▸ **Document passage**
•••

The tiny town of Mathinna, in Tasmania’s north-east hill country, was the unlikely crucible for one of Australia’s most bold, impactful and important contemporary artists.
Graeme Murphy was born in Melbourne and raised in the rural outpost that was a shadow of its heady gold rush heyday when it hosted several pubs, although still big enough to support a school and the ubiquitous Coronation Hall, complete with picture of the Queen.
Today, when Murphy invokes the Mathinna of his childhood, he speaks with deep fondness. His parents were the two local teachers, and his mother Betty, an accomplished pianist, was at the heart of every major event in the district. Murphy describes her as the life of the party, who played for every wedding, funeral, barn dance, or meet and greet. He recalls his time in the remote country as “idyllic, endless backyards of forest, and bushwalking with dad to waterfalls that were just magical”.
He marvels at how his intrepid parents drove countless hours along dirt roads and over flooded rivers to get him to dance classes.
Murphy has travelled a wide and worldly arc from the Mathinna’s Coronation Hall and Kenneth Gillespie’s Tasmanian Ballet School in Launceston to become Australia’s most esteemed choreographer. For 40 years, Murphy has comprised one half of a dynamic creative partnership with his life and dance partner, Janet Vernon. The pair is sought out by ballet and opera companies the world over and, together, they are to dance what Dame Joan Sutherland and Richard Bonynge were to opera.
Since joining the Australian Ballet at age 17, Murphy has amassed a long list of credits with the world’s most prestigious and recognisable outfits, including Sadler’s Wells Royal Ballet in London and Ballets Félix Blaska in France. Yet, it is as choreographer and artistic director that he has made his greatest impact, nurturing a fledgling ensemble in 1976 – The Dance Company (New South Wales) – to become the bold and beloved Sydney Dance Company.

•••

▸ **Data shown**
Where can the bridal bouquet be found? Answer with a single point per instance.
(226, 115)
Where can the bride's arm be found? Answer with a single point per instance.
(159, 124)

•••

▸ **Work to complete**
#1 Do these statements agree with the Graeme Murphy profile? Answer yes or no for each, quoting the words from the profile that decide it.
(a) Murphy's parents were the two teachers in Mathinna.
(b) Murphy was born in Mathinna.
(c) Murphy joined the Australian Ballet when he was 17.
#2 Extend the Graeme Murphy profile, picking up after its final sentence.

▸ **Answers to the tasks**
#1
(a) Yes: "His parents were the two local teachers"
(b) No: "Graeme Murphy was born in Melbourne"
(c) Yes: "Since joining the Australian Ballet at age 17"

#2
Murphy has worked with a roll-call of arts megastars, from Placido Domingo at The Met in 1996 when he was engaged to choreograph Saint-Seans’ opera Samson et Delilah, to Mikhail Baryshnikov in Embodied, ice-skaters Torvill and Dean, and Li Cunxin when he choreographed the movement for the biopic Mao’s Last Dancer. This is naming just a very few.
Amongst the it-crowd of eminent performers with whom Murphy has worked, clearly one looms largest, Janet Vernon, whom he met in the embryonic days of his choreographic career. They form a powerful pair, as the movement that Graeme manifests is affirmed, developed and communicated to the dancers by Janet in an integral part of the creative process.
Murphy’s stature as a dance genius is belied — or quite likely explained — by his boyish and contagious enthusiasm. It offers clues as to how he has literally danced his way through a career that has led him from the corps de ballet of Australia’s national company, The Australian Ballet, to become our foremost contemporary choreographer. He has won over the luminaries of classical ballet, including Dame Margaret Scott, of The Australian Ballet School, who reportedly described him as “a skinny boy from Tasmania with not much training but a lot of magic”, and Dame Peggy van Praagh who, when Murphy was simultaneously offered jobs in Sydney and Western Australia, dryly advised that he go to Perth so that no-one would see his mistakes (an offer he declined).
Murphy’s charm has variously enabled him to coax his Mathinna schoolgirl classmates into carrying him around the playground on their shoulders while he did the splits, and to convince Julia Moon, general director of the Universal Ballet in South Korea, that the classic 1841 ballet Giselle, which is generally considered the “one sacred work”, should be allowed a contemporary facelift.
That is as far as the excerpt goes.